Exercise requirements:
Please transcribe every line of the entries below, keeping each word, number and mark unchanged.

----- Input material -----

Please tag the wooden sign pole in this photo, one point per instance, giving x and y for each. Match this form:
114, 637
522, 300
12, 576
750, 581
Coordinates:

-----

Finished task:
Please tag the wooden sign pole in this photo, one point per instance, giving x and y for each. Match this form:
114, 637
522, 300
12, 576
750, 581
Coordinates:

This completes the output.